Exercise directions: Extract and copy every line of the data below that contains the string "logo". The match is case-sensitive.

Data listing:
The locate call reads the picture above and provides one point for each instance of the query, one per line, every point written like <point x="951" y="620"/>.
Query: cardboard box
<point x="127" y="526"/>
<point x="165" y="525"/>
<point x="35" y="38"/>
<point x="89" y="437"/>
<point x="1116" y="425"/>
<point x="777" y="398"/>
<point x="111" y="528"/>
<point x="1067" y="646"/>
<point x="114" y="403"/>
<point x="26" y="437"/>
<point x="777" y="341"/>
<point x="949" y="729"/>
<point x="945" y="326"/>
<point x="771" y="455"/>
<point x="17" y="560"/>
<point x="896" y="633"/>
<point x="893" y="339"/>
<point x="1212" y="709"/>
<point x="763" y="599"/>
...
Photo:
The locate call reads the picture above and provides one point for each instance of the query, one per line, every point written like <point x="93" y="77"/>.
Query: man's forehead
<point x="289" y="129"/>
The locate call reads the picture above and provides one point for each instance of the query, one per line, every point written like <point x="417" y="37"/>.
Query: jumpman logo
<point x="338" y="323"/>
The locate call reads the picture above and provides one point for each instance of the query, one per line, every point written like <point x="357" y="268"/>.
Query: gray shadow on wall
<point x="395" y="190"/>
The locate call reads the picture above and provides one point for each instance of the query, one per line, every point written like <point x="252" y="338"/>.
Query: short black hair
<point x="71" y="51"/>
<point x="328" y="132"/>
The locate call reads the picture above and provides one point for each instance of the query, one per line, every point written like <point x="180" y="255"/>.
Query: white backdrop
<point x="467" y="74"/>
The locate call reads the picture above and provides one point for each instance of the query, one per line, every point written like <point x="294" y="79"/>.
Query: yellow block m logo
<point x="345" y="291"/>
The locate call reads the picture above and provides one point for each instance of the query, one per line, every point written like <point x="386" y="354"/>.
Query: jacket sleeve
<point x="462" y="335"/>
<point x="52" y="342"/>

Task output:
Query: jumpman logo
Query: yellow block m logo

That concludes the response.